**Given text**

::::::

UQ scientists ready to learn from coral bleaching

If a coral bleaching event hits Australia’s Great Barrier Reef this year, marine biologists from The University of Queensland will be ready to document the action.

Dr Selina Ward, a researcher from UQ’s Centre for Marine Studies, has, for the past three years, closely observed 122 corals located near the Heron Island Research Station.

“I think when things are changing as much as they are it’s really important to monitor closely, and to work out what normally happens,” Dr Ward said.

“Also, we lay down tape between know markers and take photos all the way along.”

“From those high-resolution photos you get an enormous amount of information because you can zoom in, look at the species of every coral, look at how much they’ve grown over time, what’s died, what algae’s come in, what’s bleached and what’s recruited.

“The monitoring project is particularly important this year because we may get a bleaching event here so we want to see how that bleaching affects the survival of recruits.”

When Dr Ward is not at Heron Island documenting the state of the reef, she can usually be found at the University’s St Lucia Campus investigating the impact of ocean acidification.

“Coral reefs are in trouble because they’re affected by climate change in so many different ways, but it’s the increase of carbon dioxide in the air which causes ocean acidification,” she said.

“The more carbon dioxide you put in the air, the more the ocean takes up – it’s like a big sponge sucking up vast quantities of it.

“Half of all the carbon dioxide that’s been added since industrial times has been taken up by the sea – it’s about a tonne per person per day, which is a huge amount.

“When the sea takes up vast quantities of carbon dioxide, the chemistry of the water changes, and that’s already started to happen – the Ph of the ocean has dropped about 0.1 of a Ph unit.”

::::::

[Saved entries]
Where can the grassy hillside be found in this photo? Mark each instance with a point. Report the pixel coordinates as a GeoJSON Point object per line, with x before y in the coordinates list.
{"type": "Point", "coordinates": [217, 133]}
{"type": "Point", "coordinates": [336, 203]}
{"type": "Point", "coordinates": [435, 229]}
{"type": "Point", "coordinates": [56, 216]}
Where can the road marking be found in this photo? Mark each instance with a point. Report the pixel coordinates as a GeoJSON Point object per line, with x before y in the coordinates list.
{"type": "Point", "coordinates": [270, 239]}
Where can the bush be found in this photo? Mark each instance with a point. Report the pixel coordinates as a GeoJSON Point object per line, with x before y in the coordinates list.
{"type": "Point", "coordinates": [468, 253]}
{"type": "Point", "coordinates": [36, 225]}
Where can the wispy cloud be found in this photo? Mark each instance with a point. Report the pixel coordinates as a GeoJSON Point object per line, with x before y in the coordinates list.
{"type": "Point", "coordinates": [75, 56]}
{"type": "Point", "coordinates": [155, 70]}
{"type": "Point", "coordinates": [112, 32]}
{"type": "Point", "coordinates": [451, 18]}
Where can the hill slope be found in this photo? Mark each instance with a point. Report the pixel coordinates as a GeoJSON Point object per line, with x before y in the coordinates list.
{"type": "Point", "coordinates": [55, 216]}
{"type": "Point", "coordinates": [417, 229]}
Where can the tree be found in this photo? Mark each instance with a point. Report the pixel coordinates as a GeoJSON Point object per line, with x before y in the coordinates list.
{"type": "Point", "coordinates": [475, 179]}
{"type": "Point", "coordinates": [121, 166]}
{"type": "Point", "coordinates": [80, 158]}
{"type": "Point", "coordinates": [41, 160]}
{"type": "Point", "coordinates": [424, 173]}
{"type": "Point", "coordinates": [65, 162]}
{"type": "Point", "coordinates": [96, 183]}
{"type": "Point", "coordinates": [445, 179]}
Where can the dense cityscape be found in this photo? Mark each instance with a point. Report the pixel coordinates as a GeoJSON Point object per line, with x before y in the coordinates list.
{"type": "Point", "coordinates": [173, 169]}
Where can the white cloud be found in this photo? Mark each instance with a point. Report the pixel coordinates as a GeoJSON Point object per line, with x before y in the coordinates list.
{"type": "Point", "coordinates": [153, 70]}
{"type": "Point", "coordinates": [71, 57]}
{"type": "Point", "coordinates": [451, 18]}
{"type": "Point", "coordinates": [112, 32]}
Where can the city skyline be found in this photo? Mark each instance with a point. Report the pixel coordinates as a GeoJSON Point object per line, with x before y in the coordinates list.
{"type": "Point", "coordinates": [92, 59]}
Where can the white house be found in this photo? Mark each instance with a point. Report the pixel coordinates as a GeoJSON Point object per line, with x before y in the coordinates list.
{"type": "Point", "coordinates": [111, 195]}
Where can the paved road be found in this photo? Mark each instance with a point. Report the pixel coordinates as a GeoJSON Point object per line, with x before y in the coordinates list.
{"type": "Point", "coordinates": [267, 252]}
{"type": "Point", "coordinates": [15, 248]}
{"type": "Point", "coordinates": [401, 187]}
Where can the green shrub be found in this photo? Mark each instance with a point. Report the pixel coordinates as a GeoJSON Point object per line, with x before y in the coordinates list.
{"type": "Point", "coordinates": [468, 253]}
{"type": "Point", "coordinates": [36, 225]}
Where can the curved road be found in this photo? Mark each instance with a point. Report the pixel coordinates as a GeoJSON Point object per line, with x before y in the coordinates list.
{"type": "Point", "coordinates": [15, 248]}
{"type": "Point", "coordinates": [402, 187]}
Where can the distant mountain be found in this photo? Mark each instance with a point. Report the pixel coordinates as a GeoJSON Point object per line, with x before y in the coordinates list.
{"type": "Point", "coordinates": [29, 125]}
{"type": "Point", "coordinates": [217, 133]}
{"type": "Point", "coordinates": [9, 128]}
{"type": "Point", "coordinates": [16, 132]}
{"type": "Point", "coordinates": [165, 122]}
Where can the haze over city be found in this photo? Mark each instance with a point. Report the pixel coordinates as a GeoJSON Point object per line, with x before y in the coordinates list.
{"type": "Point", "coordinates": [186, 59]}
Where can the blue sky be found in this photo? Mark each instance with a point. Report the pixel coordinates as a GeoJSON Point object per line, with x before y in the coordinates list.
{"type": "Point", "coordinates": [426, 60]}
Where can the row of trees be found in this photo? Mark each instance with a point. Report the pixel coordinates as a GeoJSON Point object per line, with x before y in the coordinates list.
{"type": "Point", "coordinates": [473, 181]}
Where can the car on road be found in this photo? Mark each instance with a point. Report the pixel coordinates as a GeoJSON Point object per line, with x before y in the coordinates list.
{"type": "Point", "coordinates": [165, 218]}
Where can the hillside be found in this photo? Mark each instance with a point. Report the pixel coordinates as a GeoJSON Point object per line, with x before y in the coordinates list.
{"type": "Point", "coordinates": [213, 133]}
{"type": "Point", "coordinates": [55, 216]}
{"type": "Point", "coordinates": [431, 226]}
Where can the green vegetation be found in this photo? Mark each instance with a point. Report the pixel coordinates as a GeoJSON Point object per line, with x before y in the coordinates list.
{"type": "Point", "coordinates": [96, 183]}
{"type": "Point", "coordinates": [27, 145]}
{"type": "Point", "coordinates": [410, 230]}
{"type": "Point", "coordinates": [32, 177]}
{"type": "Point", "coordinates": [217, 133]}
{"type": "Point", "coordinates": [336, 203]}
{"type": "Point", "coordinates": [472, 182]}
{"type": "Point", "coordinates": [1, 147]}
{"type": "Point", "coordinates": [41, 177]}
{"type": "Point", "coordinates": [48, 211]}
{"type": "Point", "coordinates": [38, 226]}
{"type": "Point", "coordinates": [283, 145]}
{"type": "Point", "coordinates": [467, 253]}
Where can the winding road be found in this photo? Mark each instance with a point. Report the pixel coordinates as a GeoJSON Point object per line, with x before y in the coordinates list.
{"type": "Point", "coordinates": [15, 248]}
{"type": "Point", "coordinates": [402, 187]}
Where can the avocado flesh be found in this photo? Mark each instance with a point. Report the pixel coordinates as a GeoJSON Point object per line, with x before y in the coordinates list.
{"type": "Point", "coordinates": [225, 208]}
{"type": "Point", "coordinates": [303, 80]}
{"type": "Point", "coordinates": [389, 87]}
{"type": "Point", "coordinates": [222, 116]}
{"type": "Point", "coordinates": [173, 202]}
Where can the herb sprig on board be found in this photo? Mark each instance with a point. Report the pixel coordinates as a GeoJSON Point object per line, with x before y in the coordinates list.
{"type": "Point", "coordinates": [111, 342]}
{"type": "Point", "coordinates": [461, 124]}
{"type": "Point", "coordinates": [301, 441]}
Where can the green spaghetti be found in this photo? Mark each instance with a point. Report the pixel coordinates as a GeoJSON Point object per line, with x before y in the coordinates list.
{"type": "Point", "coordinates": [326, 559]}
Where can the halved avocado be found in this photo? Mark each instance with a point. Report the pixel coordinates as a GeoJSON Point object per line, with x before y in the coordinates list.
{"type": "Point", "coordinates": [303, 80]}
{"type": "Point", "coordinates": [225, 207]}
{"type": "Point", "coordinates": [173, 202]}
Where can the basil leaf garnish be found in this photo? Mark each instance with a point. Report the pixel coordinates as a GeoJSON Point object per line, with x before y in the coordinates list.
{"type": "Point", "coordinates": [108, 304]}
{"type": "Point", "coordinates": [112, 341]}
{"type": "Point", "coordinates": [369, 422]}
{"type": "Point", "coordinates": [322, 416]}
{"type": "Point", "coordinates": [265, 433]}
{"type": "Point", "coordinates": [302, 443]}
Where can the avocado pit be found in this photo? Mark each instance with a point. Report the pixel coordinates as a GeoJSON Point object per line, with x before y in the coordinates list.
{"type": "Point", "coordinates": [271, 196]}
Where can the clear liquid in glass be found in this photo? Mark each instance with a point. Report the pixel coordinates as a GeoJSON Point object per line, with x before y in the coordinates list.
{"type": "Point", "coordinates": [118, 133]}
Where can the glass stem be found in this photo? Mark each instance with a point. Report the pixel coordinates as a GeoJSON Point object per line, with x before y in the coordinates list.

::::::

**Things to do**
- A) In the article on coral bleaching, how many corals has Dr Selina Ward observed near the Heron Island Research Station?
- B) Carry on the article on coral bleaching from its last sentence.
The entries are separate material, apart from the article on coral bleaching.

**Your responses**
- A) 122 corals, which she has observed closely for the past three years.

- B)
By conducting manipulative experiments in the lab, Dr Ward hopes to assess how corals might cope with changes predicted by the Intergovernmental Panel on Climate Change.

While the experiment is still underway, early results suggest corals may have trouble adapting to a more acidic environment.

“It looks like Ph is not going to be good for the early life of corals,” she said.

“As you change the Ph, I’ve been finding quite big differences in the success of fertilisation, in the amount that will settle and in the way that first skeleton develops.

“Essentially you’ve got all these different steps of reproduction and if any one of those steps fails then you’re not going to get them recruiting, so they won’t grow.”

Like many UQ researchers, Dr Ward’s work was affected by the fire which broke out at the Heron Island Research Station in 2007, forcing her to transfer some projects to the close-by One Tree Island.

After a $9 million makeover, HIRS officially reopened on February 20, and Dr Ward said she was glad to be back.

“I know of no other marine research station that has such good lab facilities, and the permanent staff are so helpful, there’s so much you can do,” she said.

“There are so many good machines and microscopes, the boats are fantastic, and it’s great because the reef is so accessible.”

The University of Queensland News Online. 26 February 2009. Article.